**** Input for this task
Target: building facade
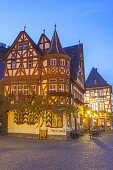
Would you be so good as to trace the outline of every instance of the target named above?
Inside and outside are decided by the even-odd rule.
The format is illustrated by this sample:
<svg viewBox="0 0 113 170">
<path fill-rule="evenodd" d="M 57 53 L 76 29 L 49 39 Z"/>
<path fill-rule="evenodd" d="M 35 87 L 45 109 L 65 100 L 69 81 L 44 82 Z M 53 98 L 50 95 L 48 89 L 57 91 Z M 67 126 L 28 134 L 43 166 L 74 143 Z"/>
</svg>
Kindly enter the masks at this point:
<svg viewBox="0 0 113 170">
<path fill-rule="evenodd" d="M 45 34 L 37 44 L 25 31 L 21 31 L 3 58 L 5 63 L 3 85 L 4 94 L 30 95 L 32 87 L 35 95 L 54 96 L 61 105 L 83 104 L 85 91 L 83 44 L 62 48 L 56 28 L 50 41 Z M 80 128 L 80 114 L 73 128 Z M 66 139 L 70 129 L 67 118 L 52 115 L 50 126 L 45 123 L 17 124 L 14 112 L 8 113 L 8 133 L 10 135 L 37 136 L 46 131 L 47 138 Z"/>
<path fill-rule="evenodd" d="M 111 127 L 112 87 L 103 79 L 96 68 L 92 68 L 87 80 L 84 103 L 93 111 L 92 125 L 95 127 Z"/>
</svg>

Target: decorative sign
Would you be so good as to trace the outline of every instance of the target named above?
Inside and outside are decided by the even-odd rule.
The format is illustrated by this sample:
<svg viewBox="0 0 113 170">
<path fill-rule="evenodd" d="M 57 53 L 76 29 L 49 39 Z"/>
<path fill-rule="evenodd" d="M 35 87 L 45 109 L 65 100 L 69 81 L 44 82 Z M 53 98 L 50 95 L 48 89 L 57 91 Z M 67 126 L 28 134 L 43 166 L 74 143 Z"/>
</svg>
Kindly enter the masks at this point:
<svg viewBox="0 0 113 170">
<path fill-rule="evenodd" d="M 50 132 L 52 133 L 65 133 L 65 129 L 51 129 Z"/>
</svg>

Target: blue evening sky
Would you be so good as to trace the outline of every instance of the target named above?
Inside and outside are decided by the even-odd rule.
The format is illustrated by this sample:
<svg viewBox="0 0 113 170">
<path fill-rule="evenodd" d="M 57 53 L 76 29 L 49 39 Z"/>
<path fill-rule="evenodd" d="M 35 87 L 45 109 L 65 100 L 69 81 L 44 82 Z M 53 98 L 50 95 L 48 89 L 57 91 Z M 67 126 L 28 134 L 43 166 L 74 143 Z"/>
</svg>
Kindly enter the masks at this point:
<svg viewBox="0 0 113 170">
<path fill-rule="evenodd" d="M 63 47 L 84 45 L 86 78 L 96 67 L 113 85 L 113 0 L 0 0 L 0 42 L 11 45 L 26 32 L 38 42 L 43 29 L 51 39 L 54 25 Z"/>
</svg>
********
Copy out word for word the part of the records that starts with the line containing "Target: decorative sign" and runs through the end of the records.

Final answer.
Target: decorative sign
Would you be so good as to trace the outline of every instance of the target named above?
Inside and outside are decided by the even-odd rule.
The format is illustrated by this sample:
<svg viewBox="0 0 113 170">
<path fill-rule="evenodd" d="M 57 53 L 76 29 L 49 39 Z"/>
<path fill-rule="evenodd" d="M 35 87 L 45 109 L 65 100 L 69 81 L 44 82 Z M 53 98 L 50 95 L 48 89 L 57 91 Z M 67 126 L 28 134 L 43 166 L 74 143 Z"/>
</svg>
Kindly enter the masks at this point:
<svg viewBox="0 0 113 170">
<path fill-rule="evenodd" d="M 50 132 L 52 133 L 65 133 L 65 129 L 51 129 Z"/>
</svg>

Target: blue evening sky
Would you be so good as to trace the outline of every instance of the target named above?
Inside and outside are decided by the even-odd rule.
The format is illustrated by this sample:
<svg viewBox="0 0 113 170">
<path fill-rule="evenodd" d="M 57 53 L 76 29 L 49 39 Z"/>
<path fill-rule="evenodd" d="M 35 87 L 45 109 L 65 100 L 69 81 L 44 82 Z M 53 98 L 50 95 L 48 89 L 57 91 Z M 67 126 L 28 134 L 43 166 L 74 143 Z"/>
</svg>
Kindly enter the masks at this point:
<svg viewBox="0 0 113 170">
<path fill-rule="evenodd" d="M 63 47 L 84 45 L 86 78 L 96 67 L 113 85 L 113 0 L 0 0 L 0 42 L 11 45 L 26 32 L 38 42 L 43 29 L 51 39 L 54 25 Z"/>
</svg>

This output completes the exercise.